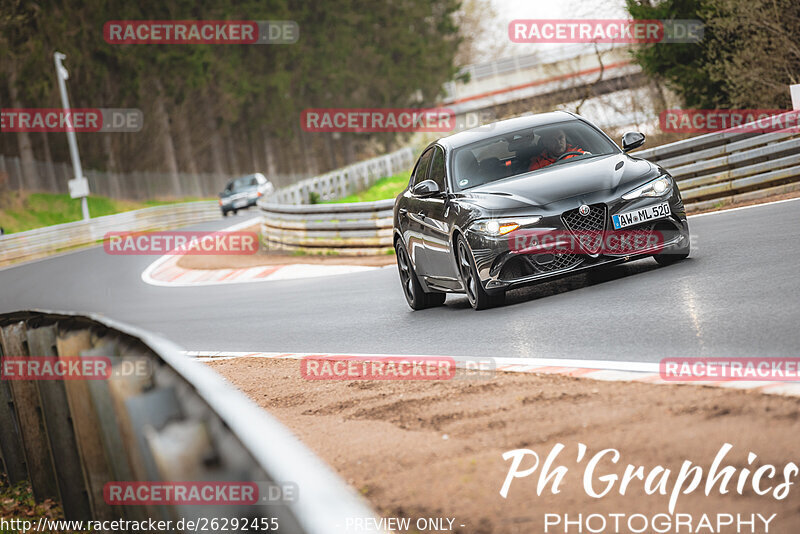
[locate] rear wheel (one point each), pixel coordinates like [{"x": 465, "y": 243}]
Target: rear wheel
[
  {"x": 479, "y": 299},
  {"x": 416, "y": 297}
]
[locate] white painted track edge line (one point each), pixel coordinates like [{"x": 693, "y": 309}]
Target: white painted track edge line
[{"x": 147, "y": 276}]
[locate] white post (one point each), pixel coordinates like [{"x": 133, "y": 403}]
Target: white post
[
  {"x": 79, "y": 186},
  {"x": 795, "y": 91}
]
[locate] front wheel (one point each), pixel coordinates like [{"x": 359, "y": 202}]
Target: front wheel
[
  {"x": 479, "y": 299},
  {"x": 416, "y": 297}
]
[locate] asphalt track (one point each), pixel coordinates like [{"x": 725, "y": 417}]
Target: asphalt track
[{"x": 737, "y": 295}]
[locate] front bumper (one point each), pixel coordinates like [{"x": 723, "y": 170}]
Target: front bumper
[{"x": 503, "y": 264}]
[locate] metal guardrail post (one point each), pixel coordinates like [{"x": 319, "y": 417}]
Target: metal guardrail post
[
  {"x": 30, "y": 417},
  {"x": 61, "y": 436}
]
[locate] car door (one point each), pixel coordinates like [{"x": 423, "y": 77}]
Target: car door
[
  {"x": 440, "y": 269},
  {"x": 410, "y": 215}
]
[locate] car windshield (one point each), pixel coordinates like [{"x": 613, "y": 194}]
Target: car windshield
[
  {"x": 527, "y": 150},
  {"x": 239, "y": 184}
]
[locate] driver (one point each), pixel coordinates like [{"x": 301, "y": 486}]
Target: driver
[{"x": 555, "y": 145}]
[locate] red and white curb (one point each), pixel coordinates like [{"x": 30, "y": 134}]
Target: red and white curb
[
  {"x": 613, "y": 371},
  {"x": 166, "y": 272}
]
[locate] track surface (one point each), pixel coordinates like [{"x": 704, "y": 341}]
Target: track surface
[{"x": 737, "y": 295}]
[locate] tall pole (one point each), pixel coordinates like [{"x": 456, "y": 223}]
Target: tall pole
[{"x": 62, "y": 75}]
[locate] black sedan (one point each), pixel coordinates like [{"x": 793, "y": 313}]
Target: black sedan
[{"x": 529, "y": 199}]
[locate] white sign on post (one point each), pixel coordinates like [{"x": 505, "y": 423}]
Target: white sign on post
[{"x": 78, "y": 188}]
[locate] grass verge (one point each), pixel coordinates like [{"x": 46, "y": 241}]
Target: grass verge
[
  {"x": 26, "y": 211},
  {"x": 384, "y": 188}
]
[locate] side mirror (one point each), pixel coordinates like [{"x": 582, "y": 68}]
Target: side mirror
[
  {"x": 426, "y": 188},
  {"x": 632, "y": 140}
]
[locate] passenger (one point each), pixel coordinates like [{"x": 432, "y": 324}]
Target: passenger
[{"x": 555, "y": 145}]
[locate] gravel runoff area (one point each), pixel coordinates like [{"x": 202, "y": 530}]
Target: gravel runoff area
[{"x": 434, "y": 449}]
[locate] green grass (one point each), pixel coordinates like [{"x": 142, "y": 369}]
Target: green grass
[
  {"x": 26, "y": 211},
  {"x": 382, "y": 189}
]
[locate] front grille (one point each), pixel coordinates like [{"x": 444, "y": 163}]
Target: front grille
[
  {"x": 559, "y": 262},
  {"x": 595, "y": 221},
  {"x": 529, "y": 264}
]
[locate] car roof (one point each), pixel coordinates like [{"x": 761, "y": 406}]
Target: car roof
[{"x": 479, "y": 133}]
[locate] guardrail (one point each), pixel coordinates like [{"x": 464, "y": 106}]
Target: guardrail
[
  {"x": 721, "y": 167},
  {"x": 179, "y": 421},
  {"x": 344, "y": 181},
  {"x": 24, "y": 246},
  {"x": 358, "y": 228}
]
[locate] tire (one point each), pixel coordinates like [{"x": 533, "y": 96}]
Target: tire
[
  {"x": 416, "y": 297},
  {"x": 478, "y": 298},
  {"x": 669, "y": 259}
]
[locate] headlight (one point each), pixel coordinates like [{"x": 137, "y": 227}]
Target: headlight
[
  {"x": 655, "y": 188},
  {"x": 498, "y": 227}
]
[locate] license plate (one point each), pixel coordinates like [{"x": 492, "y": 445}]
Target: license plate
[{"x": 629, "y": 218}]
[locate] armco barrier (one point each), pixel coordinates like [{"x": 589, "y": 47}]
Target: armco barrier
[
  {"x": 358, "y": 228},
  {"x": 345, "y": 181},
  {"x": 179, "y": 421},
  {"x": 32, "y": 244},
  {"x": 724, "y": 167}
]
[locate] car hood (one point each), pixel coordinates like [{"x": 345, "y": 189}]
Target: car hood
[
  {"x": 615, "y": 174},
  {"x": 248, "y": 189}
]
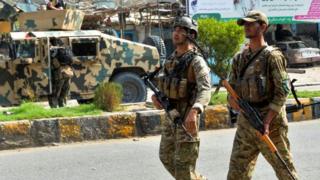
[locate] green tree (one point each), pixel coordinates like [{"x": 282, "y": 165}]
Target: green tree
[{"x": 221, "y": 40}]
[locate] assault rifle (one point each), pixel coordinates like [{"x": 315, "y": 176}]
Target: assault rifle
[
  {"x": 256, "y": 121},
  {"x": 299, "y": 105},
  {"x": 172, "y": 113}
]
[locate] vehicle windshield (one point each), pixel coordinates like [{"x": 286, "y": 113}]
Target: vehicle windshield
[
  {"x": 4, "y": 50},
  {"x": 297, "y": 45},
  {"x": 26, "y": 50}
]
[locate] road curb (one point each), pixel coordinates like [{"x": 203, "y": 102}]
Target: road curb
[{"x": 29, "y": 133}]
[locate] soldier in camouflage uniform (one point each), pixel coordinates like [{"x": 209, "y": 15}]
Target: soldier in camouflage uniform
[
  {"x": 61, "y": 73},
  {"x": 186, "y": 82},
  {"x": 259, "y": 76}
]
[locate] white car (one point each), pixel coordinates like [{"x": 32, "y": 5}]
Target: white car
[{"x": 297, "y": 53}]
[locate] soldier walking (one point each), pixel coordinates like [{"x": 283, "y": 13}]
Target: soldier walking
[
  {"x": 259, "y": 76},
  {"x": 62, "y": 73},
  {"x": 186, "y": 83}
]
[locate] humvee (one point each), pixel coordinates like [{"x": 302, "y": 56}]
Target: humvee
[{"x": 25, "y": 64}]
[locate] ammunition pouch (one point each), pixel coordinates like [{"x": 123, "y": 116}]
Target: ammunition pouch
[
  {"x": 253, "y": 89},
  {"x": 65, "y": 72},
  {"x": 173, "y": 88}
]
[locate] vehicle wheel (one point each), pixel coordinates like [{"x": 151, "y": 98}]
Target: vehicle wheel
[
  {"x": 159, "y": 44},
  {"x": 134, "y": 89},
  {"x": 84, "y": 101}
]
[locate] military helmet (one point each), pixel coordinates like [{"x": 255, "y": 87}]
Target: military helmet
[{"x": 186, "y": 22}]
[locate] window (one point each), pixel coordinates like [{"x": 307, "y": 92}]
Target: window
[
  {"x": 283, "y": 47},
  {"x": 84, "y": 47},
  {"x": 26, "y": 50},
  {"x": 4, "y": 50},
  {"x": 297, "y": 45}
]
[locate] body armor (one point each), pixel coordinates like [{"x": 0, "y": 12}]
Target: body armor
[
  {"x": 178, "y": 79},
  {"x": 254, "y": 85}
]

==============================

PROBLEM
Exactly as they appear, print the lines from the one holding "Target: military helmet" through the final line of the entries, and no others.

REPLY
Target: military helmet
[{"x": 186, "y": 22}]
[locate] window (one point each), pixel coordinates like [{"x": 307, "y": 92}]
Target: window
[
  {"x": 283, "y": 47},
  {"x": 84, "y": 47},
  {"x": 26, "y": 50},
  {"x": 4, "y": 50},
  {"x": 297, "y": 45}
]
[locate] body armor (one point each), pixel coordinates like [{"x": 0, "y": 12}]
Target: body armor
[
  {"x": 178, "y": 79},
  {"x": 254, "y": 85}
]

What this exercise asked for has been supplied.